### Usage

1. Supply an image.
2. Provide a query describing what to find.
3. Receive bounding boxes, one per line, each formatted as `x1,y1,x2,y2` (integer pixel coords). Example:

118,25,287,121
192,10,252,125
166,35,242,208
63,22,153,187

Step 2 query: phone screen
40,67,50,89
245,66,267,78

+===+

# YOUR INSTRUCTIONS:
Put each nonblank line of the rows above into a numbered list, one line per item and with blank lines omitted.

# RESPONSE BELOW:
1. ### Usage
2. 1. Supply an image.
3. 2. Provide a query describing what to find.
4. 3. Receive bounding boxes, one per line, each formatted as `x1,y1,x2,y2` (integer pixel coords). Example:
5. 118,25,287,121
6. 192,10,252,125
7. 166,35,242,208
8. 63,22,153,187
9. Step 2 query: phone screen
10. 40,67,50,89
11. 245,66,267,78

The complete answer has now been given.